--- Start ITEMS ---

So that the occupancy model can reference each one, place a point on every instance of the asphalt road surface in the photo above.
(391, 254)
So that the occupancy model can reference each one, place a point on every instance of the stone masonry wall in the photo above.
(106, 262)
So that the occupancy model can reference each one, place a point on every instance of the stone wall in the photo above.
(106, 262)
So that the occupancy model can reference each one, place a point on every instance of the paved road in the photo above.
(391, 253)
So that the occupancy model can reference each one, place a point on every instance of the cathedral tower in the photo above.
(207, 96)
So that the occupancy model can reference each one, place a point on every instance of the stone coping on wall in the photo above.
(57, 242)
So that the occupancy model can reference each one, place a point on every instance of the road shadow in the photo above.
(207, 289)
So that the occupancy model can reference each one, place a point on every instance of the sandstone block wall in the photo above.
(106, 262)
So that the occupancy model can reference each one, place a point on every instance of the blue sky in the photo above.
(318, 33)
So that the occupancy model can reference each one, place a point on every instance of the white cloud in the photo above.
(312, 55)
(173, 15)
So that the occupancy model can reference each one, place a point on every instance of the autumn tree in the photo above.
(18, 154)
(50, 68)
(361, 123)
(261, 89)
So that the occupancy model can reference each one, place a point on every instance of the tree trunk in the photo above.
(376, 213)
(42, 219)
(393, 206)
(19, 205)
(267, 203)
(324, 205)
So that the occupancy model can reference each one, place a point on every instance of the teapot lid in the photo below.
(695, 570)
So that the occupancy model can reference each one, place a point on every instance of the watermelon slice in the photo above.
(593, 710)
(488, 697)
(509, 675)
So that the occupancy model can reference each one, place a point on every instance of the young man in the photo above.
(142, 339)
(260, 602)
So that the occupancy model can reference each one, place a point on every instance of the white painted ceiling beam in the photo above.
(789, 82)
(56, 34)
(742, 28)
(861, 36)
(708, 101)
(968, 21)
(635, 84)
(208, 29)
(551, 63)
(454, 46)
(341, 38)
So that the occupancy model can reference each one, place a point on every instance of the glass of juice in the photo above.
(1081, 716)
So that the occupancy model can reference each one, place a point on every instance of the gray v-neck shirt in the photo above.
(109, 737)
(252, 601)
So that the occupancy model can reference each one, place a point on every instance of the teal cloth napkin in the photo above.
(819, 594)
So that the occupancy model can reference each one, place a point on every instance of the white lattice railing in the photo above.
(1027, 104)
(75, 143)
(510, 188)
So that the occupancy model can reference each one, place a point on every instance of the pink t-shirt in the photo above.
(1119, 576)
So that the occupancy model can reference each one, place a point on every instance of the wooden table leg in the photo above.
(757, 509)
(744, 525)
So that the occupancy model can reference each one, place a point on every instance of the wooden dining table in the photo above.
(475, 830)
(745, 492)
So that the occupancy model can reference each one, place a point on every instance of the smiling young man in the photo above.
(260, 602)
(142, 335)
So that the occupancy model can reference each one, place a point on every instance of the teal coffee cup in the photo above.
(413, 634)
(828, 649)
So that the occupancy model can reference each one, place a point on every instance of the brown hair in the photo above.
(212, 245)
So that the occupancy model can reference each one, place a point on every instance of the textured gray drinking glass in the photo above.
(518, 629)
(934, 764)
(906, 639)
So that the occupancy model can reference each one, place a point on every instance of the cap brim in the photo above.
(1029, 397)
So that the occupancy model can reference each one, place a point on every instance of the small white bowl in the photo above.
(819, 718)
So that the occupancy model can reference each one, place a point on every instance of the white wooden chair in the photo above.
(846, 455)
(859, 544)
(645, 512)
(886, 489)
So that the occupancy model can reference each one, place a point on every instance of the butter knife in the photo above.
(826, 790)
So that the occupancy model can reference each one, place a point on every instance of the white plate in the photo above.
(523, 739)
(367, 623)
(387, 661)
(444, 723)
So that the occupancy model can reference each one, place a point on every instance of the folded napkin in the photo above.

--- End ITEMS ---
--- Start ITEMS ---

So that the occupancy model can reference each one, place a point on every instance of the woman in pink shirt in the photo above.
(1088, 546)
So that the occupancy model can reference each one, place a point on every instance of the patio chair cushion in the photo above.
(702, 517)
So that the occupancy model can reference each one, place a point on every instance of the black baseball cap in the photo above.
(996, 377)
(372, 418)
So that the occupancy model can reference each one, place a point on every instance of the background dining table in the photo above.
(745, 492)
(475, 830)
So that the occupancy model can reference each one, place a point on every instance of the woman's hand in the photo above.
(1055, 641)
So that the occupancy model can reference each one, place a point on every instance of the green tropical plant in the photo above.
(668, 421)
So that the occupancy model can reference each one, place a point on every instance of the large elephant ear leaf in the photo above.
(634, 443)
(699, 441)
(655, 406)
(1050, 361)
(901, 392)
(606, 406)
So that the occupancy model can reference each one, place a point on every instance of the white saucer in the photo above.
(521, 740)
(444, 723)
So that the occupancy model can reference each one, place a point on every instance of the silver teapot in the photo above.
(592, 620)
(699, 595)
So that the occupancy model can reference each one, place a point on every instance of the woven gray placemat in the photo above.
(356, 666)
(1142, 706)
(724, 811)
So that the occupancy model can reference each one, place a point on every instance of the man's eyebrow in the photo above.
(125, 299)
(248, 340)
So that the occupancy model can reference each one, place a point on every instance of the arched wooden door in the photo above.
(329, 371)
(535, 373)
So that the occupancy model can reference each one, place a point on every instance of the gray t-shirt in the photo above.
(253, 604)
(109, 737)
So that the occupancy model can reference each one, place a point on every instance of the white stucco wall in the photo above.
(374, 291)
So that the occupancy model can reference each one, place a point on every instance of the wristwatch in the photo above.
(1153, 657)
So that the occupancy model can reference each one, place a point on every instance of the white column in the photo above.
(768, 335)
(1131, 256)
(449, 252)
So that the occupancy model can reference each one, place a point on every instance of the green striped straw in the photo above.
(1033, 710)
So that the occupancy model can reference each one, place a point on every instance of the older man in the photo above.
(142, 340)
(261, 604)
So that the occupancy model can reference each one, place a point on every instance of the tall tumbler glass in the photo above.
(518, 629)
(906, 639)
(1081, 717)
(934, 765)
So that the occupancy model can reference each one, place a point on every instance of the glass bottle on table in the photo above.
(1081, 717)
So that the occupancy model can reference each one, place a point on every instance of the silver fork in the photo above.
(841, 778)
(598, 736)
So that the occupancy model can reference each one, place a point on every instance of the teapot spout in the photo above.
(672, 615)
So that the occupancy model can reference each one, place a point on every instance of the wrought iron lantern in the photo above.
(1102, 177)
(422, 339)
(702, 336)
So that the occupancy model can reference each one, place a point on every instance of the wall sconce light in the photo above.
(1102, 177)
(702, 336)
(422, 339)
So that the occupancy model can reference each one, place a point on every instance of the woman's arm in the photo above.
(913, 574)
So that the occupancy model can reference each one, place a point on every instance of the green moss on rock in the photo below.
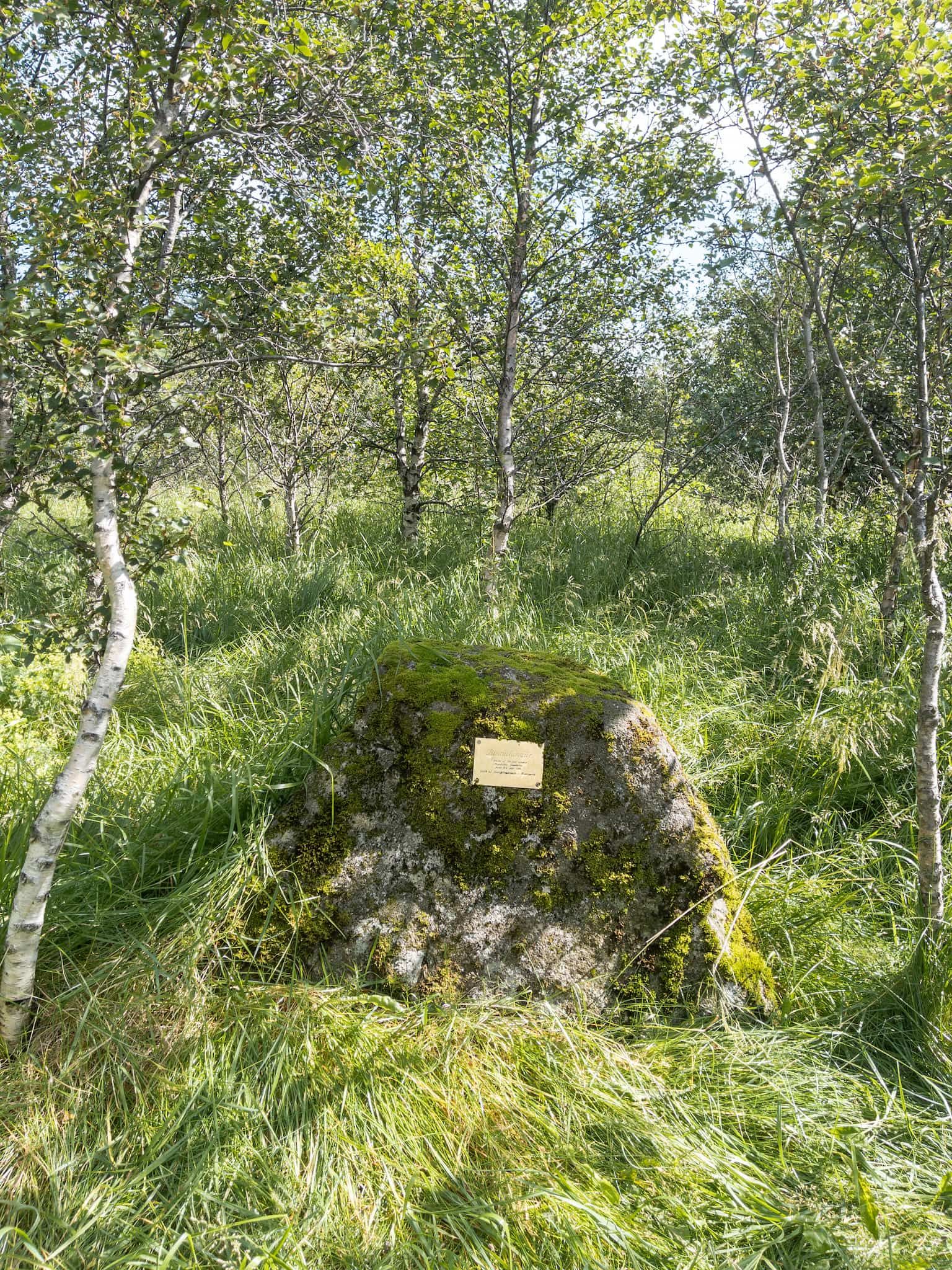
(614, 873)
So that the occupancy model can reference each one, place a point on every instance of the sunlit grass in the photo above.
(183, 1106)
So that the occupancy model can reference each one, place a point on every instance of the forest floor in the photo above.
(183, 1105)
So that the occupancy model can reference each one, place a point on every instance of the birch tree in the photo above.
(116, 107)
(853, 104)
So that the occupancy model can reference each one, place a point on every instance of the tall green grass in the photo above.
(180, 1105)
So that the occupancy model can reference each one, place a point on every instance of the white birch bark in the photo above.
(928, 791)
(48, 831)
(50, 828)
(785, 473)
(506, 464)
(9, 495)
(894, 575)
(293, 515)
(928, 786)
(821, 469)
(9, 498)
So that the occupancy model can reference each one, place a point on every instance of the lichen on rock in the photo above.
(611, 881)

--- End ITEMS ---
--- Start ITEMS ---

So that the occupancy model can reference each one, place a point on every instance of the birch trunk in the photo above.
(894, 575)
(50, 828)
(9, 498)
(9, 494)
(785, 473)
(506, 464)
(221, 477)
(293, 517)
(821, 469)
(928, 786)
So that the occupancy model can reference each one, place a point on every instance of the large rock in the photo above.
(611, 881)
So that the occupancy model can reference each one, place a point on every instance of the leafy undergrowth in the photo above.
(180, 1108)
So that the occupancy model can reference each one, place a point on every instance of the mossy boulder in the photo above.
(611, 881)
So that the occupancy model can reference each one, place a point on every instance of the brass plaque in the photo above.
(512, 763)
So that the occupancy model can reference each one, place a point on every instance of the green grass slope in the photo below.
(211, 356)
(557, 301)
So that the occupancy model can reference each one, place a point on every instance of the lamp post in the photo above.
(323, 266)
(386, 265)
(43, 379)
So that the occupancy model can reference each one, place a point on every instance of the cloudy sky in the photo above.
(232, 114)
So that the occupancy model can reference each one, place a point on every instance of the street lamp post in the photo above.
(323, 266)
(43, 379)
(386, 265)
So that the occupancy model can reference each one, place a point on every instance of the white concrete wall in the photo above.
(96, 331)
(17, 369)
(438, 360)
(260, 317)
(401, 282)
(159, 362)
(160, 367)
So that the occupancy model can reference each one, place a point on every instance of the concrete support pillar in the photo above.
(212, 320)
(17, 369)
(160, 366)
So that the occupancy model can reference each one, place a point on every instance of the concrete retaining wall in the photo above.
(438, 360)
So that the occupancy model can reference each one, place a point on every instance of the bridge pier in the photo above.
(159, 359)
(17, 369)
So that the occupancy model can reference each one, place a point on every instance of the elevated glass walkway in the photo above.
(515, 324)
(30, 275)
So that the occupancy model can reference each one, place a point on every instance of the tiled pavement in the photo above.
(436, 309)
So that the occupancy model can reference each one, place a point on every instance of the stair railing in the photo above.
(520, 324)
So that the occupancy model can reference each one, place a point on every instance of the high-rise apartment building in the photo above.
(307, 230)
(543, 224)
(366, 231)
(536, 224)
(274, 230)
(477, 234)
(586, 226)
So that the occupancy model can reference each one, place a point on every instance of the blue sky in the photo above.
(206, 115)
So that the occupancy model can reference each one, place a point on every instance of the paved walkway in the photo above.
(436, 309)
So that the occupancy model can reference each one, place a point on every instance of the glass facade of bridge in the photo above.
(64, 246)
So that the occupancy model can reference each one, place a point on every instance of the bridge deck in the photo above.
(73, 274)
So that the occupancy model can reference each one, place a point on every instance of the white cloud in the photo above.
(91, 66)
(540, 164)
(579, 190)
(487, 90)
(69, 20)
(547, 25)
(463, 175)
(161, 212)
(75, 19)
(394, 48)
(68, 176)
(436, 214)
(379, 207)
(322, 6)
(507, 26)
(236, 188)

--- End ITEMS ---

How many lines in the listing above contain the word "gray"? Reply with the number alone.

4